### Task requirements
In the stackmat timer thread below, what did CAT13's timer do once when its battery was almost dead?

### Provided text
________________________________________

# Stackmat Timer Problem



## nitrocan (Sep 26, 2008)

I've had this problem for a while, and couldn't fix it. When I turn on the stackmat timer, I place my hands on it, the red light flashes, and just about when the green light is going to flash, everything on the screen goes crazy and it shuts itself down. I sometimes can make it start if I can let go of it just at the right time (Which just happens 1/100). Has anyone else encountered this problem before? Or should I just get a new one?


----------



## Neroflux (Sep 26, 2008)

sounds like you need a new battery.


----------



## masterofthebass (Sep 26, 2008)

^^ seconded

100% sure you need a new battery.


----------



## nitrocan (Sep 26, 2008)

That was a relief  Ok thanks.


----------



## CAT13 (Sep 26, 2008)

stackmat timers do weird things when you need a new battery. One time, my battery was almost dead, so the timer started counting really fast. So when I really got ~30 seconds at the time, it would say that I got ~45 seconds.


----------



## waffle=ijm (Sep 26, 2008)

yes its the battery


----------



## PCwizCube (Sep 26, 2008)

nitrocan said:


> I've had this problem for a while, and couldn't fix it. When I turn on the stackmat timer, I place my hands on it, the red light flashes, and just about when the green light is going to flash, everything on the screen goes crazy and it shuts itself down. I sometimes can make it start if I can let go of it just at the right time (Which just happens 1/100). Has anyone else encountered this problem before? Or should I just get a new one?


Please search the forums. The problem has already been brought up.
http://www.speedsolving.com/forum/showthread.php?t=4446&highlight=

And yes, it's the battery problem. Get a new battery.


----------



## a510592 (Nov 19, 2010)

So I just got my stackmat timer and I have a similar problem. When I put my hands on the timer, the red light comes on, then the green light just as it should, but when I let go to solve my cube the lights stay lit and the timer doesn't start counting. I turn off the power and turn it back on and it starts working again. This happens 50% of the time I use my timer. Any thoughts?


----------

________________________________________

### Information provided
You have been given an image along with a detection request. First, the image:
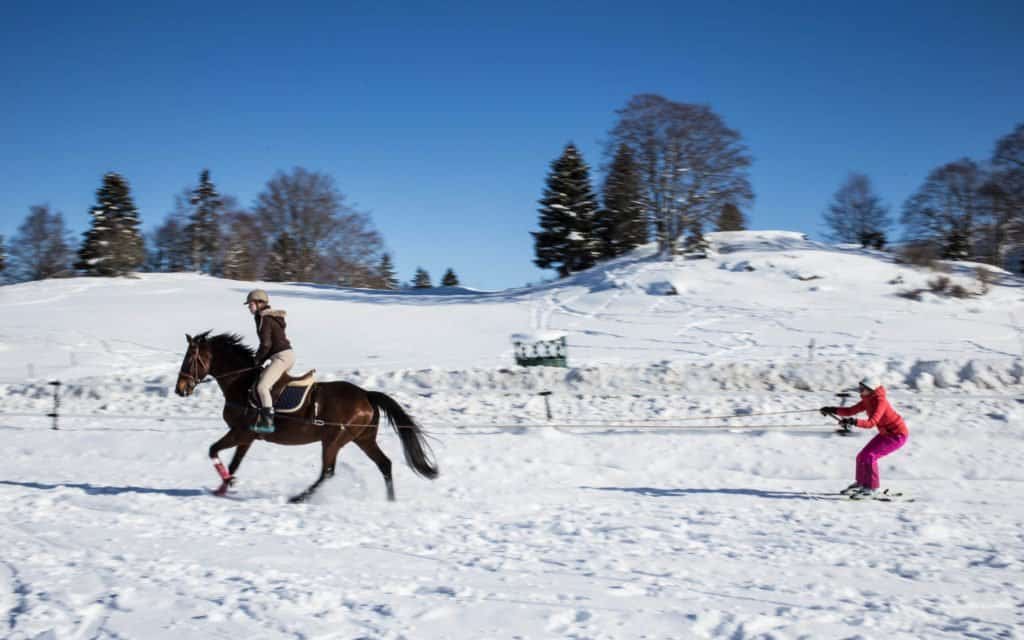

________________________________________

### Worked answer
It counted really fast, so a solve of about 30 seconds showed as about 45 seconds.